## Provided text
━━━━

For India, this is not merely an environmental issue. It is a development issue, a competitiveness issue and increasingly, a market issue. As one of the world’s largest cement producers and among the fastest-growing construction markets, India’s material choices will influence the carbon trajectory of its built environment for decades. As Krishan observed, sustainability solutions in economies such as India must not remain limited to laboratory success. They must be scalable, commercially viable and practical at national level.
The innovation gap: From technology to market
Experts believe that there is a need to bridge the innovation gaps for making decarbonisation in cement and concrete scalable. Devika Wattal of GCCA, explained, “The starting point must be the core cement manufacturing process itself. The first and foremost is the heart of our process, the heart of cement manufacturing. How do we reduce clinker? That is always a topic where industry is working very intrinsically.”

━━━━

Recorded data:
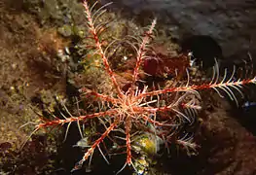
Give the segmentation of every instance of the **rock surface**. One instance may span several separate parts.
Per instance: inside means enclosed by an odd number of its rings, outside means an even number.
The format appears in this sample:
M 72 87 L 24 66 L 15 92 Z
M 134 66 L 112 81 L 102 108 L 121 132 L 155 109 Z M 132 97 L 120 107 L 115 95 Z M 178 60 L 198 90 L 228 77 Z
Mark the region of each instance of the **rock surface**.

━━━━

## Required action 1
In the cement decarbonization text, what three qualities does Krishan say sustainability solutions in economies such as India must have?
## Required action 2
Write out the portion of the cement decarbonization text that starts at "For India, this" and continues up to and including "at national level.".

## Answer area 1
They must be scalable, commercially viable and practical at national level.

## Answer area 2
For India, this is not merely an environmental issue. It is a development issue, a competitiveness issue and increasingly, a market issue. As one of the world’s largest cement producers and among the fastest-growing construction markets, India’s material choices will influence the carbon trajectory of its built environment for decades. As Krishan observed, sustainability solutions in economies such as India must not remain limited to laboratory success. They must be scalable, commercially viable and practical at national level.